- _Task to complete_: Starting at the line that holds "Reviewer note: confirm that every instance of the wooden", copy every line exactly through the end of the data, and no others.
========================================
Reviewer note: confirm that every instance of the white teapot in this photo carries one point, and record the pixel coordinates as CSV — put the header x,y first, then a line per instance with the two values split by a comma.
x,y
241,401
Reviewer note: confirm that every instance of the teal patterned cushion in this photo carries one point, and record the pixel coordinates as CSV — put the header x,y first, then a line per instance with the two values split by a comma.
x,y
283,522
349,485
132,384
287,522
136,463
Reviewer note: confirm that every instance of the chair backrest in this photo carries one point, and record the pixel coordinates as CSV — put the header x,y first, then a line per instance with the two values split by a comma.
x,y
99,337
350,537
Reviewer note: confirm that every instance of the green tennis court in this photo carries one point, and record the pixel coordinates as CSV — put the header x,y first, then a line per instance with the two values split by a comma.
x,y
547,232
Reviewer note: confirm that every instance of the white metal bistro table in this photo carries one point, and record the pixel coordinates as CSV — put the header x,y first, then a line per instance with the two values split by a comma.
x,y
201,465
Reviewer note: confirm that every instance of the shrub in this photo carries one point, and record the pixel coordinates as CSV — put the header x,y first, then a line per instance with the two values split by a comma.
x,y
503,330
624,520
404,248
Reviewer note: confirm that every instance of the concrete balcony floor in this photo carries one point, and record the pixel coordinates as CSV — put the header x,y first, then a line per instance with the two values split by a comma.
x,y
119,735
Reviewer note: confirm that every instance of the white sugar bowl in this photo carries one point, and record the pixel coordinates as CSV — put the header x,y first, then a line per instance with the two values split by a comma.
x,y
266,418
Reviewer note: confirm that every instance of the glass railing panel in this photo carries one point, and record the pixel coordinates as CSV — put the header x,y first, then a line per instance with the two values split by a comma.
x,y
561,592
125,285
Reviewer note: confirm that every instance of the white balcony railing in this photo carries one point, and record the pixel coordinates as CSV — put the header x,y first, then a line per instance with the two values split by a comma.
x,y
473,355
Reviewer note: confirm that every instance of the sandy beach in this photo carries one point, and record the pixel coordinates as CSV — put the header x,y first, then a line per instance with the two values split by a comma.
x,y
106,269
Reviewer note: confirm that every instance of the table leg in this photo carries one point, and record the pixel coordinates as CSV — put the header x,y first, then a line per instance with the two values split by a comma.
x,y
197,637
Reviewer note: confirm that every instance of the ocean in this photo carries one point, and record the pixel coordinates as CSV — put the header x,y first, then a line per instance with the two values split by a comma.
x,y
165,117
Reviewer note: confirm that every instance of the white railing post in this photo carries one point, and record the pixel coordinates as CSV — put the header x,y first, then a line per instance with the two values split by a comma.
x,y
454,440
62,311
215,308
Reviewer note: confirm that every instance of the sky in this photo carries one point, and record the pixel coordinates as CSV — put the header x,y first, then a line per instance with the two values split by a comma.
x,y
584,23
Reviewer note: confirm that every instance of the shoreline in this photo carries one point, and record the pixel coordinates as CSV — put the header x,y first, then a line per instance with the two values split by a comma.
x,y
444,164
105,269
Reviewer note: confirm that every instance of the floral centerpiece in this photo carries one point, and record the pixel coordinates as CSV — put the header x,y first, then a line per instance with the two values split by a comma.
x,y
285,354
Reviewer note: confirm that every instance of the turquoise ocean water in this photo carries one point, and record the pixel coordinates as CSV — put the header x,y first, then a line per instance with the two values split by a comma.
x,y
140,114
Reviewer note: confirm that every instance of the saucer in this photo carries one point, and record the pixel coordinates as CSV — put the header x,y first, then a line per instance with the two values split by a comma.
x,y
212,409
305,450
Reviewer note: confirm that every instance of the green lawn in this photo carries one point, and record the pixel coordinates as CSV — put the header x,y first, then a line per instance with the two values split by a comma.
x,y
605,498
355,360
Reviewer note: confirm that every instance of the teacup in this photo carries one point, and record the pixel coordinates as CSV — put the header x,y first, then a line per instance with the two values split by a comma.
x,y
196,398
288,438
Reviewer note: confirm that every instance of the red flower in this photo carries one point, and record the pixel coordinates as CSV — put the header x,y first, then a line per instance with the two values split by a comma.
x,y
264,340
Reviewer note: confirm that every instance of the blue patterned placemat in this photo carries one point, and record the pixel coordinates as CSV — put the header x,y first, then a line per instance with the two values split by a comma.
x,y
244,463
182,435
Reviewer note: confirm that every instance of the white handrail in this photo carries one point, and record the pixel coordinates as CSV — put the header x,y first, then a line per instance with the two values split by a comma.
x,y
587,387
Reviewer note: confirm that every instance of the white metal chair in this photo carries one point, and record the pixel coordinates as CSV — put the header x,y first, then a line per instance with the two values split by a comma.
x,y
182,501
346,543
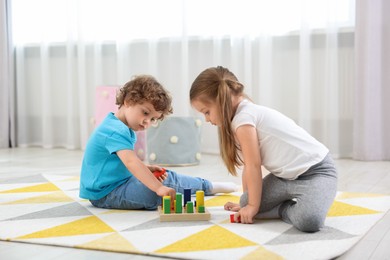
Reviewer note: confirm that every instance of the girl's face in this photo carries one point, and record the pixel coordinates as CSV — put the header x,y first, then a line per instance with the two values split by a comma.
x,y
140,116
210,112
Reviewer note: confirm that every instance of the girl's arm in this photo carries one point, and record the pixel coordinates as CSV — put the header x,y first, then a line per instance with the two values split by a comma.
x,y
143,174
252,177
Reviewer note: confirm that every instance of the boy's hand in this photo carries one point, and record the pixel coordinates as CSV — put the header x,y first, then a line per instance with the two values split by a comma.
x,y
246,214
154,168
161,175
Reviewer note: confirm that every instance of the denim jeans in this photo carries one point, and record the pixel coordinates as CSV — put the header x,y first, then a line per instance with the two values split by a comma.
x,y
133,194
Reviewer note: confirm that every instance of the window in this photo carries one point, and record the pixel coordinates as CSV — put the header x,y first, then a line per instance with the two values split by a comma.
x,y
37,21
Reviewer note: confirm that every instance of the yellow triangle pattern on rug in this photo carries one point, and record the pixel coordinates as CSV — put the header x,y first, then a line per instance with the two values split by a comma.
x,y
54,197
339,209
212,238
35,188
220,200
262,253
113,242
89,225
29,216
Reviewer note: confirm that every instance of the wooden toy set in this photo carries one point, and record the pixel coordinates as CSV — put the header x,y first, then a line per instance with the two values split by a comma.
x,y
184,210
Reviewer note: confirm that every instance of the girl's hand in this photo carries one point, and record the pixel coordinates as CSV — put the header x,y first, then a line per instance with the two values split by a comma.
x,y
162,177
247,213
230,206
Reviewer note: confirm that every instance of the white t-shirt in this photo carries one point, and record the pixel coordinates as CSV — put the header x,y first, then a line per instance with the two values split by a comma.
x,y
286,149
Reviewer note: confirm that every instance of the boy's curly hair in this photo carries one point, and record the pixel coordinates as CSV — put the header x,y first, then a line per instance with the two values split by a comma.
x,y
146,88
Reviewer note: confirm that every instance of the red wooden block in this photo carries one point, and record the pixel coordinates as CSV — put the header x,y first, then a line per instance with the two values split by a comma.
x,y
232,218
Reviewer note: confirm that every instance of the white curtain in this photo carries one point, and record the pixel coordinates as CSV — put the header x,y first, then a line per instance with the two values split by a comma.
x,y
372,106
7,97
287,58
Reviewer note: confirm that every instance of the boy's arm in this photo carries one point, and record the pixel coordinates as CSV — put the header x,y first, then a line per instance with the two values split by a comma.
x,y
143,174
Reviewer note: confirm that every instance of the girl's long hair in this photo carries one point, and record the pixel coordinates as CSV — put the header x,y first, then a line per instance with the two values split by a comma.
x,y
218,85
========================================
- _Solution to this exercise_:
Reviewer note: confirm that every instance of the wooden toy set in this photo carries one point, and record the pixel coordinates as CSV — put the header x,y first, then a line per instance with the two values split by a comma.
x,y
184,210
Reviewer note: confirm that every instance of the girl's hand in this photo carries one point, and record the pixel coordinates as CSV — put the header x,y first, then a line per instance with the two values split by a comma.
x,y
162,177
247,213
230,206
Reviewer note: confirm that every instance of the white t-shirt in this photo carries one point, and record the pixel coordinates as CSV — put the header x,y first, then a line per instance with the two values split by a comma.
x,y
286,149
Reviewer note: confirm that every instance of the boy's curly hair in this photo carries one point, and record the pixel coordinates as CSV — put the header x,y first, then a line per instance with the two values split by a comma.
x,y
146,88
Reviewer note: confirm that every instance of the red wooden block in this photo carries one point, and record the pixel coordinates as CSV — put the header x,y first, then a line per instance with the two values split by a comma.
x,y
232,218
Reviewer note: confirm that every instance of the white curtain in this photo carries one point, and record the pixel coordinates as CSV — put the header x,y first, then a line per instance with the two values split by a comma.
x,y
372,106
7,97
287,58
Reviewer note: confirm that every instance of the boy's arm in this photo carries one point, and record the pixel coordinates as CSV — put the header x,y first, then a line per instance with the two values split by a comma.
x,y
143,174
Reviewer note: confirm that every instance of the girl's long hair in this photo carries one point, and record the pixel coordinates as CSV — put the header x,y first, then a line per instance with the two values split by a comma.
x,y
218,85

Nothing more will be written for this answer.